→ **WORK ITEM**
Whenever the string "white" turns up in a line below, that line should be copied.
.....
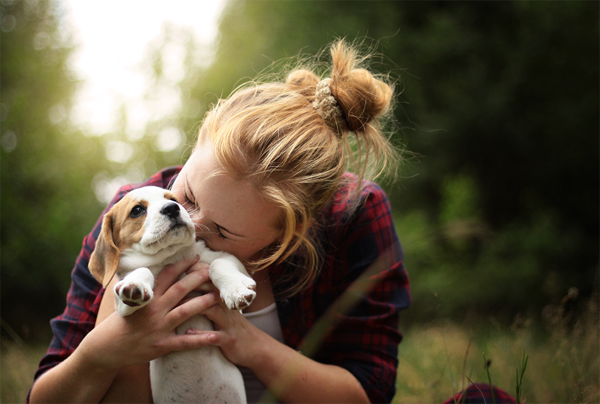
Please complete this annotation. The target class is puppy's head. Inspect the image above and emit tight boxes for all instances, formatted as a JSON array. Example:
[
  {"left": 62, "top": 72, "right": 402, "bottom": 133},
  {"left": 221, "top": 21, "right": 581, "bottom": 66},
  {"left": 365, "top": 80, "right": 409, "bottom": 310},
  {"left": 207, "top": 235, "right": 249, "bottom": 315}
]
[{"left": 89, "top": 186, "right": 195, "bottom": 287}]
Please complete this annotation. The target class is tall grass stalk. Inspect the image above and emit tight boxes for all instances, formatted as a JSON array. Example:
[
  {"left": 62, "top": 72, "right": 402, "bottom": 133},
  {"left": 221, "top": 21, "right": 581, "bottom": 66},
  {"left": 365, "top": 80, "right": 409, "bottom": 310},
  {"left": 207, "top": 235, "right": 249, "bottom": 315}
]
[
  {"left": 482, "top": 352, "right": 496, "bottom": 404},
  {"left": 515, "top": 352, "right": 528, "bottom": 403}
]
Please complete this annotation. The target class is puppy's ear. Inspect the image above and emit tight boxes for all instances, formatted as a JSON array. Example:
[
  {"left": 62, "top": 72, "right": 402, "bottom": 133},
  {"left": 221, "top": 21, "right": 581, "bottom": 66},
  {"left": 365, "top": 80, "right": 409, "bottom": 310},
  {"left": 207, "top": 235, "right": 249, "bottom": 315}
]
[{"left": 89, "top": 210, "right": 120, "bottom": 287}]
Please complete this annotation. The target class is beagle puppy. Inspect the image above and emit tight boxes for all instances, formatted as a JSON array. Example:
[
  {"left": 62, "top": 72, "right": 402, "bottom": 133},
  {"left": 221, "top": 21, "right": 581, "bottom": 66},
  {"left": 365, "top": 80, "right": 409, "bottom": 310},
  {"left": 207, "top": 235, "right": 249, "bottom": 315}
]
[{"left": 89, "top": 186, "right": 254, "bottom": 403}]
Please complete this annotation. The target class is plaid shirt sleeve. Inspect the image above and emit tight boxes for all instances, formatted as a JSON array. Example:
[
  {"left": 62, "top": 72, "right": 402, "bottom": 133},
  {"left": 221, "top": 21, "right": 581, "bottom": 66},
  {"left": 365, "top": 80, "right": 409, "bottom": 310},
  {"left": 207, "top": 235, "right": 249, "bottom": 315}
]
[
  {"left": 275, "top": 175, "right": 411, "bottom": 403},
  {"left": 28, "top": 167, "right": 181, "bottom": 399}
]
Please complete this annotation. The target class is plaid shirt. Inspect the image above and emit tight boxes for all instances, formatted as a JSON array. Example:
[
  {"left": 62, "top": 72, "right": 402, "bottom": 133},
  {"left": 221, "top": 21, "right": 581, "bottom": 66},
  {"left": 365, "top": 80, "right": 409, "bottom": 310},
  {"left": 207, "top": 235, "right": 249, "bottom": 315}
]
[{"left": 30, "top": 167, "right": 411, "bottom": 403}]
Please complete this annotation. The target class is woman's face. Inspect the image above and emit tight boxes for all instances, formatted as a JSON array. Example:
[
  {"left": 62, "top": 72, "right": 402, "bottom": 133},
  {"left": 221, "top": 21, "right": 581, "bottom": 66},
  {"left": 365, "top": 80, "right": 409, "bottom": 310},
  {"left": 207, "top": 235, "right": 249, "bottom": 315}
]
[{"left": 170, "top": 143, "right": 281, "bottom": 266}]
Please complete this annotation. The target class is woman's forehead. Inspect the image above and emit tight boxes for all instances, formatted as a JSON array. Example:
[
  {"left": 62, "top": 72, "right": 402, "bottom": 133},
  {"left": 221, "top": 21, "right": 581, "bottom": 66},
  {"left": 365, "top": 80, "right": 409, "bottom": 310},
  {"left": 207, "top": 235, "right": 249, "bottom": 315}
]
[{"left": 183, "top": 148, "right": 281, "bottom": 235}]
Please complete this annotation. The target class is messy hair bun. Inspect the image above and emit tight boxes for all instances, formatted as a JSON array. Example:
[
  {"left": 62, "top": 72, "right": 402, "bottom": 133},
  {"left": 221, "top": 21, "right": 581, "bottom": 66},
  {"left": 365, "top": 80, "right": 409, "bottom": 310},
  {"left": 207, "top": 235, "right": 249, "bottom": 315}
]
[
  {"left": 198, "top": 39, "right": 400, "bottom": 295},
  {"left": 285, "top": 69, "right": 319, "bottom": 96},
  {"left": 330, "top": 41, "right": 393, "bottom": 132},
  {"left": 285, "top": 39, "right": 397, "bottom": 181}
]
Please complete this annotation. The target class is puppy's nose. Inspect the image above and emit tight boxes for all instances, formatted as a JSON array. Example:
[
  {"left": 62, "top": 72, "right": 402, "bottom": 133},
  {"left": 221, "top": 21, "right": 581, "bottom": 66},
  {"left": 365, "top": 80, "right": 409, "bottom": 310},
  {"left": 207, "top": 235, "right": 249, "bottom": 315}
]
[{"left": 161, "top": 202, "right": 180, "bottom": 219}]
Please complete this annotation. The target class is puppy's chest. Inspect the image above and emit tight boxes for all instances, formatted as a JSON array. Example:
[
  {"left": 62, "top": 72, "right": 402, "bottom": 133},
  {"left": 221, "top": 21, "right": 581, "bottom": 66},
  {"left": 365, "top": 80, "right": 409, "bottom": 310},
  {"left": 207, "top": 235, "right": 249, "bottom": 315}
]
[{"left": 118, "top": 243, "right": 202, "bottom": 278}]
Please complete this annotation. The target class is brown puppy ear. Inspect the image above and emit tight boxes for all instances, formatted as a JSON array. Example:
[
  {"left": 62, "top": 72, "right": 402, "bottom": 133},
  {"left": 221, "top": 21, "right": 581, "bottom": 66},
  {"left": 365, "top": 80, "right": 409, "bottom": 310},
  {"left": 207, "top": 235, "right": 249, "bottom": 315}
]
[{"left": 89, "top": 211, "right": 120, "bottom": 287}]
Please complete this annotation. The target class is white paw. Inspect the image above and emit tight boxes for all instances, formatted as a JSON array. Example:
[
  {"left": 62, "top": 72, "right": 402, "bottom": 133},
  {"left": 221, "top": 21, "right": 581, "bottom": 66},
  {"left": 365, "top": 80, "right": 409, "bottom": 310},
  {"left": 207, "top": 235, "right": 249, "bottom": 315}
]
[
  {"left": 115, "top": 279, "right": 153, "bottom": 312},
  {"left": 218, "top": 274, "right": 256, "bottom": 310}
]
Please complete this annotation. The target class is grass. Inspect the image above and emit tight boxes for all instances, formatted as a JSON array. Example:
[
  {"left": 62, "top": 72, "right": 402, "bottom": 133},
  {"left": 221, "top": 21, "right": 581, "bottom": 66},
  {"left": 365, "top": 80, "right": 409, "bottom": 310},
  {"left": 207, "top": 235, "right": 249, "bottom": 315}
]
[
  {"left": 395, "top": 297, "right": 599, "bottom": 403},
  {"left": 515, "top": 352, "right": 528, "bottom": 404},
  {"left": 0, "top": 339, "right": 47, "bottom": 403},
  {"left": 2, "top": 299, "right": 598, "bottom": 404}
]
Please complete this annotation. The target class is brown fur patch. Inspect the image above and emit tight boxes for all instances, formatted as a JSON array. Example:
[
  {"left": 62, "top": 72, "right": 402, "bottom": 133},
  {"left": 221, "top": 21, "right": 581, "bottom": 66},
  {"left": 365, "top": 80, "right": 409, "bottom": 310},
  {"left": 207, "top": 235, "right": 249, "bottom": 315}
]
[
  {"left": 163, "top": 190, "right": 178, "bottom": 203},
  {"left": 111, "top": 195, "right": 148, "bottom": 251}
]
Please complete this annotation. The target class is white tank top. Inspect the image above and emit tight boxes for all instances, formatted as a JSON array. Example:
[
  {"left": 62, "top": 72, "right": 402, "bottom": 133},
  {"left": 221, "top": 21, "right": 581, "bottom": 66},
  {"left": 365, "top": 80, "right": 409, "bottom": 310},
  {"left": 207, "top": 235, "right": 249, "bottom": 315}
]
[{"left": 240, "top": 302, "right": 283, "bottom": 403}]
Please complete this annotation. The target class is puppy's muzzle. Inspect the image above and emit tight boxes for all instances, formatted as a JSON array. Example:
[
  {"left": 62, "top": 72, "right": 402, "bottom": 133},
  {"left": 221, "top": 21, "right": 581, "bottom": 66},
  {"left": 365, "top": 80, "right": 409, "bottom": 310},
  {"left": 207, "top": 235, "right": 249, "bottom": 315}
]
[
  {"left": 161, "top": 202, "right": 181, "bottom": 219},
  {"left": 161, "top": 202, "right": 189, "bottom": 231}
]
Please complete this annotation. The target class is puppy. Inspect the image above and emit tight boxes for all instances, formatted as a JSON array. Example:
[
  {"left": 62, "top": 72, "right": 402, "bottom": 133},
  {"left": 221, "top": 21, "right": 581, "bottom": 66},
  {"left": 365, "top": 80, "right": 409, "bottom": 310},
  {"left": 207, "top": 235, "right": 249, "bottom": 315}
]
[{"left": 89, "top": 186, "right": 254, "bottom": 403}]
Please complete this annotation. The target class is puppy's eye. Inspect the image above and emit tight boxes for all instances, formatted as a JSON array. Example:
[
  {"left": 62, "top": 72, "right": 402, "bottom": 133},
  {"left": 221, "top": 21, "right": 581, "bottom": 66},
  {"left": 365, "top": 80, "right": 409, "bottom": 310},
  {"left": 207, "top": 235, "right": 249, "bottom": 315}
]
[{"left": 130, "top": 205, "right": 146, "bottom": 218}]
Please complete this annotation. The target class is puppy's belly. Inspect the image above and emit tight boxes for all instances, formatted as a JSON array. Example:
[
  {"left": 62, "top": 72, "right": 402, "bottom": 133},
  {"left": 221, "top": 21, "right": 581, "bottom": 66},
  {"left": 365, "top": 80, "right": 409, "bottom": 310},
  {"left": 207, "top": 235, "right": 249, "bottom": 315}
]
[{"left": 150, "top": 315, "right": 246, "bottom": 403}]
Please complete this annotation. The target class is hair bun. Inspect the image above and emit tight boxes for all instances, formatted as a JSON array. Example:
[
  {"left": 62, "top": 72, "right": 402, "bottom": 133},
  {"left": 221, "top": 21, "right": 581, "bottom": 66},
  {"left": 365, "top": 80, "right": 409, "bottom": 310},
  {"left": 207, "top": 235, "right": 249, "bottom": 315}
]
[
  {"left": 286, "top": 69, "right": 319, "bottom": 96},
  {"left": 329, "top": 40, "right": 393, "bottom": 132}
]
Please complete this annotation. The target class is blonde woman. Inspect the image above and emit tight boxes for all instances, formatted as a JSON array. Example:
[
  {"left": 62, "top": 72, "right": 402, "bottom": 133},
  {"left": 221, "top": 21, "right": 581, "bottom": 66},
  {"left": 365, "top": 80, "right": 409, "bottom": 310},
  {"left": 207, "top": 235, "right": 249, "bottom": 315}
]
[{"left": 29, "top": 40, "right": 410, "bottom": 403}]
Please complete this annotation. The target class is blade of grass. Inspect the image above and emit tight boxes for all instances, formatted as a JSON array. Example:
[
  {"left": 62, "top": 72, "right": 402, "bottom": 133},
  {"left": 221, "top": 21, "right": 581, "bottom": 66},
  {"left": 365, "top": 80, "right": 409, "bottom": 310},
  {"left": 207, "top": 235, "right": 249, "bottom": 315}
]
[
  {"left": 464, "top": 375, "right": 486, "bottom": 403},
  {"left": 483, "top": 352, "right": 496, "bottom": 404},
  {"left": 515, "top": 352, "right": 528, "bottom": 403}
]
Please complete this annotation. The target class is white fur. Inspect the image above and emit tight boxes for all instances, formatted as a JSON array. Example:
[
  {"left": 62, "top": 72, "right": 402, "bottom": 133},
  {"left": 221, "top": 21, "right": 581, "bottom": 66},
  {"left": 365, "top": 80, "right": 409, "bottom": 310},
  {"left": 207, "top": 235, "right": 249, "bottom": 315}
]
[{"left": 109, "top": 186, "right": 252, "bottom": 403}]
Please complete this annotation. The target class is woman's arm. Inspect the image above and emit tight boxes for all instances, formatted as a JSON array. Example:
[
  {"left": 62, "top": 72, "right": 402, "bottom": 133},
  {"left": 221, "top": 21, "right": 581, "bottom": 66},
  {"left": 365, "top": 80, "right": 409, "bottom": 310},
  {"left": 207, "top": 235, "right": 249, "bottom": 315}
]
.....
→ **EXERCISE RESPONSE**
Please complete this annotation. The target class is white paw. Inspect the image above and emit tight boxes for all instances, formatted as a JSON array. Example:
Please complete this annotation. The target class is white tank top. Inspect the image above and emit tight boxes for all instances, formatted as a JSON array. Example:
Please complete this annotation. The target class is white fur. Inspect the image above and emit tight boxes for all instances, formatted as a JSON array. Example:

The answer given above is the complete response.